* _Entries_
--
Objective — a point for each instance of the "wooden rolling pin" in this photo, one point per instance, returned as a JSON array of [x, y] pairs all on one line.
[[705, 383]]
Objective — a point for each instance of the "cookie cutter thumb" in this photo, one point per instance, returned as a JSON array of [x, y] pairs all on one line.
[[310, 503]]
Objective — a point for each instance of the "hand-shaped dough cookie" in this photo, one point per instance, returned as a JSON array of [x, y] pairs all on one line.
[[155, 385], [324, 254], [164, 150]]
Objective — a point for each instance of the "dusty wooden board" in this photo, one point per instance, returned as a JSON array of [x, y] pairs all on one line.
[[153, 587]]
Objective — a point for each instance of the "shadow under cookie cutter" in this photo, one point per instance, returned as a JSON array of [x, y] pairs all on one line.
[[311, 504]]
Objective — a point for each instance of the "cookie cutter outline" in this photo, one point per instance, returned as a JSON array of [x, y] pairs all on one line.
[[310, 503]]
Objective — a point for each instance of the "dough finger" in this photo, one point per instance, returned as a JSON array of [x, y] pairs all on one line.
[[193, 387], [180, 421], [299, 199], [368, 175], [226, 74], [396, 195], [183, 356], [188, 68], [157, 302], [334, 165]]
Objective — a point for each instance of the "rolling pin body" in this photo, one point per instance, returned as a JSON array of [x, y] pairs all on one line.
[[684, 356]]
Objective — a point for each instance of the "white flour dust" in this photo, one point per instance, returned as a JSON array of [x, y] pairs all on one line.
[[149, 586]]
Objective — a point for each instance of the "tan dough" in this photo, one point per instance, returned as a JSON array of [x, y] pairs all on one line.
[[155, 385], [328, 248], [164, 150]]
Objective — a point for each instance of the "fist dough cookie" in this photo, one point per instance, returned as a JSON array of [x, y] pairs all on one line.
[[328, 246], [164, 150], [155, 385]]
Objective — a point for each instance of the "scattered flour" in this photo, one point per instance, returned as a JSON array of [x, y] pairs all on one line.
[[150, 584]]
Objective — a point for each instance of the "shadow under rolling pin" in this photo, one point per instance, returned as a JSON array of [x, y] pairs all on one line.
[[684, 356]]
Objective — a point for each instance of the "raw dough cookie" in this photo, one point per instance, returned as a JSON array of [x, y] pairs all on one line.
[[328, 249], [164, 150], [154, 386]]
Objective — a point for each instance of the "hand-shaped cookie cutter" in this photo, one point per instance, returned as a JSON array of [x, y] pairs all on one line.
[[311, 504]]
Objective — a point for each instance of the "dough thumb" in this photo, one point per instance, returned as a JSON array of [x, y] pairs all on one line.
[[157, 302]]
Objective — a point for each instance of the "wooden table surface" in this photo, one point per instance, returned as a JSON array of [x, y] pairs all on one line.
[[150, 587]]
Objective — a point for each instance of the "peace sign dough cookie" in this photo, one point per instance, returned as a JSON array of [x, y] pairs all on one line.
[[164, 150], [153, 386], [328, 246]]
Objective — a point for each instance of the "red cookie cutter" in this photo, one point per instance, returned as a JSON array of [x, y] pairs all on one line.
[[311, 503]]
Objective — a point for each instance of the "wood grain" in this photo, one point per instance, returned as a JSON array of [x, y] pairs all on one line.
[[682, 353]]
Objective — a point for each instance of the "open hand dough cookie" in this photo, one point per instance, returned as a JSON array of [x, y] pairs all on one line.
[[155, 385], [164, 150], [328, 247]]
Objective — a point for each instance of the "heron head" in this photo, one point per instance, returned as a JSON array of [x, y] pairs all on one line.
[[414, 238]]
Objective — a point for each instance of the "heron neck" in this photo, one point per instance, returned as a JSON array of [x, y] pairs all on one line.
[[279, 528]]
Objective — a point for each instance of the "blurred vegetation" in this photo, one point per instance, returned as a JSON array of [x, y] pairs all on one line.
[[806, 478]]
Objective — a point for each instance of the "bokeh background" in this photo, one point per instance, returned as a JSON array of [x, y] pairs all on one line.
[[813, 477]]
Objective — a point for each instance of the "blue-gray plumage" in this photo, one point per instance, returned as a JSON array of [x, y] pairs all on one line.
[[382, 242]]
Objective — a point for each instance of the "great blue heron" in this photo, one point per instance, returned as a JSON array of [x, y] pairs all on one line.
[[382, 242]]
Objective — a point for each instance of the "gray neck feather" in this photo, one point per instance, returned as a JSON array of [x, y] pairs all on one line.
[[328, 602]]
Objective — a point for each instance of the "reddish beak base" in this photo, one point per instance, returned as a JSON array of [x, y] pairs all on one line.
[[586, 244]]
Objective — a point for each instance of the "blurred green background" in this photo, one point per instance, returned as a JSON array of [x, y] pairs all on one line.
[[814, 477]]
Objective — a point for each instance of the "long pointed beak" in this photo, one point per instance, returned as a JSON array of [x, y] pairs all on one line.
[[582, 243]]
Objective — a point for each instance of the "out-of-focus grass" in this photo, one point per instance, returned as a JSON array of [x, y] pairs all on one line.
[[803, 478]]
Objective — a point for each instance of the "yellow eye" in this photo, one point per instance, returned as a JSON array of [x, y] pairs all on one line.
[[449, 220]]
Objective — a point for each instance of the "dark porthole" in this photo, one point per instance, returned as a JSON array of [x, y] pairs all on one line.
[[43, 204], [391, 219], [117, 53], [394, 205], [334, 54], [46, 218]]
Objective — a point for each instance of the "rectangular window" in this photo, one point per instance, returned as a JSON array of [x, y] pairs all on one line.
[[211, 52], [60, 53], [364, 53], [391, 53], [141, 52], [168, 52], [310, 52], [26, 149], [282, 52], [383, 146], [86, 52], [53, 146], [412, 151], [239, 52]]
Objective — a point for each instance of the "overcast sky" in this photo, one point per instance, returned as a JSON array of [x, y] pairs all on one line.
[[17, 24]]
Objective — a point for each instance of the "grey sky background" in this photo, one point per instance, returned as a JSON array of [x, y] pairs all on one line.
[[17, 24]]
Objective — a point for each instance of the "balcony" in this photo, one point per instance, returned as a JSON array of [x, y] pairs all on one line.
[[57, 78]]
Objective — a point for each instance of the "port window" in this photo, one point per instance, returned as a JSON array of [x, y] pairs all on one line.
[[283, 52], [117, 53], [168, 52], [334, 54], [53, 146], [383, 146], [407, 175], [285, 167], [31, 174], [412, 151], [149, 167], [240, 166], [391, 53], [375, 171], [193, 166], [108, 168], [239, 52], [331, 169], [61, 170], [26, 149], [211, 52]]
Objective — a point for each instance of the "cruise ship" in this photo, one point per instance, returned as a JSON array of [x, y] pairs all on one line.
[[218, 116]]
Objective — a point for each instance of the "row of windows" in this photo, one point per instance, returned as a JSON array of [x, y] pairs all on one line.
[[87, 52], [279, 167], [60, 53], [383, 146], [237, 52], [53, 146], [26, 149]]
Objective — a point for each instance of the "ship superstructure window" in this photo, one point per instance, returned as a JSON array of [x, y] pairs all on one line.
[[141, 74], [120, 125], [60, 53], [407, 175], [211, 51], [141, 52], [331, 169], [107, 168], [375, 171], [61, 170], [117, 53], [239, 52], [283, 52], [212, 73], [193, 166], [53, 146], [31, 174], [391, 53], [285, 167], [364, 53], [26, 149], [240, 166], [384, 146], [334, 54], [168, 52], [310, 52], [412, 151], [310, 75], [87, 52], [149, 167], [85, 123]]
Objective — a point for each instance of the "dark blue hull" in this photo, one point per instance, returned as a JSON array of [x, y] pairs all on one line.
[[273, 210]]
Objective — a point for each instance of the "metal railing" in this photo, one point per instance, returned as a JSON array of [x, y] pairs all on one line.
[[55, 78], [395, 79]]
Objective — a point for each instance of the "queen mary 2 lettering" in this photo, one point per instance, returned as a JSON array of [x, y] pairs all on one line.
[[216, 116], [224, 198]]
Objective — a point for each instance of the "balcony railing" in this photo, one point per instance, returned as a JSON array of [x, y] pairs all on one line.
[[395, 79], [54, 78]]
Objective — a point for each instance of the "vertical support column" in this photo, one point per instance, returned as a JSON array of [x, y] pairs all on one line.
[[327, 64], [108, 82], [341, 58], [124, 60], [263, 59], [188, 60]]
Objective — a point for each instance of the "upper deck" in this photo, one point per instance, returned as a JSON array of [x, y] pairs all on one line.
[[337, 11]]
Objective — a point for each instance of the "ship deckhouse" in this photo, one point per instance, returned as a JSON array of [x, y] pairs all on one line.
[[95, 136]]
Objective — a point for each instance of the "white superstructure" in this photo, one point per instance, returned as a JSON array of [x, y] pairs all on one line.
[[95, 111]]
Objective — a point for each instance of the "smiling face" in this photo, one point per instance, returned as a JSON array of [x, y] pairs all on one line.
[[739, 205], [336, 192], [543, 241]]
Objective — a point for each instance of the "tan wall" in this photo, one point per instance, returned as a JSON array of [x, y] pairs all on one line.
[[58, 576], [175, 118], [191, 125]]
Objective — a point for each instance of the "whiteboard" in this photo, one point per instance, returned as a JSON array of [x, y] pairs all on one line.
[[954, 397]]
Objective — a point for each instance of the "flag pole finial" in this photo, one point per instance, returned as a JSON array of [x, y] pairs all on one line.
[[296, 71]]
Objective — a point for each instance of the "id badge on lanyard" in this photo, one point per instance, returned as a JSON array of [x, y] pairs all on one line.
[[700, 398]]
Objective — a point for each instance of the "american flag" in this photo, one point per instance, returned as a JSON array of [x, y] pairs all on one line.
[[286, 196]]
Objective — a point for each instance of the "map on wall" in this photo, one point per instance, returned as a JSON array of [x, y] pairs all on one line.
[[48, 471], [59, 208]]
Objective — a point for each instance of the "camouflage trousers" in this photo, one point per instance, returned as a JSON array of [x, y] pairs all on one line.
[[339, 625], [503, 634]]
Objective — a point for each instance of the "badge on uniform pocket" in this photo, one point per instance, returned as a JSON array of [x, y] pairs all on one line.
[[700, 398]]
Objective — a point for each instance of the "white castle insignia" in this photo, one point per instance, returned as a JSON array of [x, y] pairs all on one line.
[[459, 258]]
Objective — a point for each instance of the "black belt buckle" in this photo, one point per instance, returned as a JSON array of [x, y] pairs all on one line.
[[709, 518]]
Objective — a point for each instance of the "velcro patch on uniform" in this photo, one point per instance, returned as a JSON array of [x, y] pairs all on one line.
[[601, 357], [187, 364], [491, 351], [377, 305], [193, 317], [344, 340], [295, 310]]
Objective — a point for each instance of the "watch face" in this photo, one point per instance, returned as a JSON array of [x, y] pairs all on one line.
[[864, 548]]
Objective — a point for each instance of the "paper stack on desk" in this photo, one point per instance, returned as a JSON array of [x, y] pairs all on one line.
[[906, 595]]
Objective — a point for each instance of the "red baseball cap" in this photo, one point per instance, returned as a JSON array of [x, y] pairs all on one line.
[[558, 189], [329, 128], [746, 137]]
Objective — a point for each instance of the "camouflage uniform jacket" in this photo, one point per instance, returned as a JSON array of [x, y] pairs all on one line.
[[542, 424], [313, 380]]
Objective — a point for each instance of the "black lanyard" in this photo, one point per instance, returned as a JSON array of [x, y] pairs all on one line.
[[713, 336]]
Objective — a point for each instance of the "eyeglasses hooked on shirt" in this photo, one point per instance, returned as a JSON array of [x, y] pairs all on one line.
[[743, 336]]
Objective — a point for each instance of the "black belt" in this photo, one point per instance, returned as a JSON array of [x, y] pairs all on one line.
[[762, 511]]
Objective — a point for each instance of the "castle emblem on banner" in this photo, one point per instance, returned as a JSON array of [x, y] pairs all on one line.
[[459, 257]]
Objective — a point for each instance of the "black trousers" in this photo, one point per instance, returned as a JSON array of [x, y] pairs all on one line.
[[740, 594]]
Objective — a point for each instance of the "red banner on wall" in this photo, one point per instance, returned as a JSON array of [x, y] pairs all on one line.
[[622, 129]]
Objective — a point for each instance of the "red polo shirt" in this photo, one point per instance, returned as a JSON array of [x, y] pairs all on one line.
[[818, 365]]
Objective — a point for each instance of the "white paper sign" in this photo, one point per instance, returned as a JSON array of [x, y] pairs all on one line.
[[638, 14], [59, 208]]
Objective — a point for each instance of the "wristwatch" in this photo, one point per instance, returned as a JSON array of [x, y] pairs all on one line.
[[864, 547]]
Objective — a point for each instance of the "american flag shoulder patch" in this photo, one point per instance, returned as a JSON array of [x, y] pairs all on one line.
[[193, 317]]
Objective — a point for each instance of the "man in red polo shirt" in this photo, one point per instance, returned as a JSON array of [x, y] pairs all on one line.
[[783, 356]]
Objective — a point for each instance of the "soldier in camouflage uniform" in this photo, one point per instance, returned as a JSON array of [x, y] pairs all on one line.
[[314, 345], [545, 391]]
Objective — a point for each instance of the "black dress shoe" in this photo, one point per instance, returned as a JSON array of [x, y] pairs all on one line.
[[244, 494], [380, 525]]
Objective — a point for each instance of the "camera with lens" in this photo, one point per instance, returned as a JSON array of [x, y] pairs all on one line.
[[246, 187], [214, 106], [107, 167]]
--
* _What to produce_
Copy out the lines starting from the first one and ending after the line that contains "[[705, 383]]".

* _Result for this exercise_
Objective — a point for each instance of the "wooden rolling pin" in this photo, one point per instance, returned as a JSON array of [x, y] pairs all on one line.
[[705, 383]]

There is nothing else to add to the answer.